Explore the material:
a: Please decide whether each statement below agrees with the passage on treating and reusing used water, answering yes or no and quoting the words of the passage that decide it. (i) The pores of the semi-permeable membrane let only water molecules through. (ii) Households are the main users of the treated wastewater. (iii) Treated used water goes into reservoirs mostly during dry periods.
b: Change "ultraviolet disinfection" to "UV disinfection" in the passage on treating and reusing used water, then write out everything from "In the final" down to "high quality water.".
Reading passage section start
In the final stage of treatment, known as tertiary treatment, the treated used water is passed through membranes to filter out suspended solids, colloidal particles, disease-causing bacteria, viruses and protozoan cysts. This water is then treated through RO technology, which uses a semi-permeable membrane. The semi-permeable membrane has very small pores which allow only water molecules to pass through. Consequently, undesirable contaminants such as bacteria, viruses, heavy metals, nitrate, chloride, sulphate, disinfection by-products, aromatic hydrocarbons, pesticides, etc. are removed by this membrane. Lastly, the treated wastewater is subjected to ultraviolet disinfection that ensures all organisms present in the water are disinfected to produce high quality water.
Reuse of treated used water
After undergoing a rigorous treatment process, the treated used water is utilised for a number of potable and non-potable purposes. The treated wastewater is mainly used by industrial estates and commercial buildings. The principal users include wafer fabrication plants that require water quality higher than that mandated for drinking water.
In addition, the treated used water is used for replenishing reservoirs mostly during dry periods. Recently, in March 2015, 25,000 million gallons per day of treated used water was released into the reservoirs to maintain sustainable water levels.
Reading passage section end
Data section section start
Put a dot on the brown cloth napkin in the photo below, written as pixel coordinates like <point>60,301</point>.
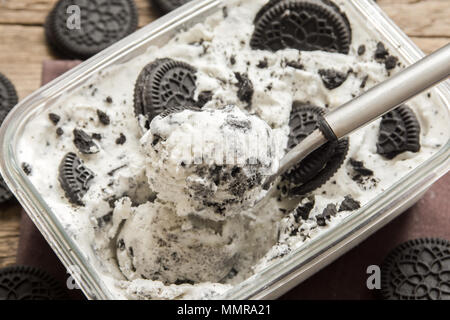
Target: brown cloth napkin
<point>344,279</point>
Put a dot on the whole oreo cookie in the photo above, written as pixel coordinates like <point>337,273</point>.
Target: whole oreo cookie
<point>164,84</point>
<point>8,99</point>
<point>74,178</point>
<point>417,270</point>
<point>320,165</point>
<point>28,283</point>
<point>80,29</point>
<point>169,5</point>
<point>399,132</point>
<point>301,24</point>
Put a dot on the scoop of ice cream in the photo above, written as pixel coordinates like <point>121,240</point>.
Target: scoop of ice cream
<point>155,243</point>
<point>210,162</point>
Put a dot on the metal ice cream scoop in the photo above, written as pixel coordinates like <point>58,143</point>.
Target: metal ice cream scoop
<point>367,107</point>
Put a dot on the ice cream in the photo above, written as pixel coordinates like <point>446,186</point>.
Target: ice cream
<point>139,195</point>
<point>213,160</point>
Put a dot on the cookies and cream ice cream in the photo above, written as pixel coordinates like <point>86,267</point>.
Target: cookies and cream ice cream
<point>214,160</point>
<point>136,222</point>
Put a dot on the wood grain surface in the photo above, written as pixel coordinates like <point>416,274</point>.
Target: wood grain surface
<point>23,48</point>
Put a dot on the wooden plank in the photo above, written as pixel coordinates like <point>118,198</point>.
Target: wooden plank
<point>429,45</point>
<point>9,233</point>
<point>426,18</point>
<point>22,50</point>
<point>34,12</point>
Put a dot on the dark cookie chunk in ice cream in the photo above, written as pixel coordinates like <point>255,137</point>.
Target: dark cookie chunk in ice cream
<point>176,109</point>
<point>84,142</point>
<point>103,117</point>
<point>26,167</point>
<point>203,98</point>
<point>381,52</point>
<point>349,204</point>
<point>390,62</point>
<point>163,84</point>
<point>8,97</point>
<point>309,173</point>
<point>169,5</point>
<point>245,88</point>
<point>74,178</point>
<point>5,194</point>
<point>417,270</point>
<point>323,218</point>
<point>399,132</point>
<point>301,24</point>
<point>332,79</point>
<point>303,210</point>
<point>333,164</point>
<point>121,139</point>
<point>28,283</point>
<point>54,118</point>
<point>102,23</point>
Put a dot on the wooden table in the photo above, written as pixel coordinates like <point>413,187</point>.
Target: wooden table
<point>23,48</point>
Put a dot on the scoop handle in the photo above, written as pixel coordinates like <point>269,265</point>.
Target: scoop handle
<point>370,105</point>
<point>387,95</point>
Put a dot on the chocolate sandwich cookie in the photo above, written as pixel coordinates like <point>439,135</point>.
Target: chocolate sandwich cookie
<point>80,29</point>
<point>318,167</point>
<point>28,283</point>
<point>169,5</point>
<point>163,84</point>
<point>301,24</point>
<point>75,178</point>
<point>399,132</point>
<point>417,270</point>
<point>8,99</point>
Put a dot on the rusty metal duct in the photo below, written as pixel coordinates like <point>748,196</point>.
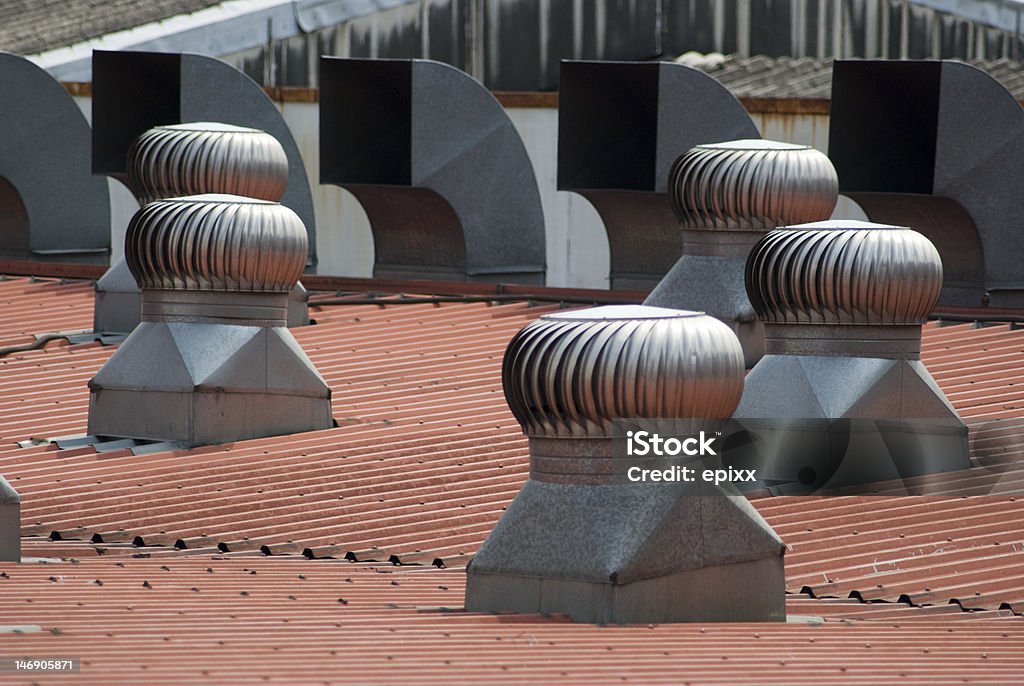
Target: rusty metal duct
Data section section end
Answers for the tasks:
a:
(i) Yes: "The semi-permeable membrane has very small pores which allow only water molecules to pass through."
(ii) No: "The treated wastewater is mainly used by industrial estates and commercial buildings."
(iii) Yes: "the treated used water is used for replenishing reservoirs mostly during dry periods."

b:
In the final stage of treatment, known as tertiary treatment, the treated used water is passed through membranes to filter out suspended solids, colloidal particles, disease-causing bacteria, viruses and protozoan cysts. This water is then treated through RO technology, which uses a semi-permeable membrane. The semi-permeable membrane has very small pores which allow only water molecules to pass through. Consequently, undesirable contaminants such as bacteria, viruses, heavy metals, nitrate, chloride, sulphate, disinfection by-products, aromatic hydrocarbons, pesticides, etc. are removed by this membrane. Lastly, the treated wastewater is subjected to UV disinfection that ensures all organisms present in the water are disinfected to produce high quality water.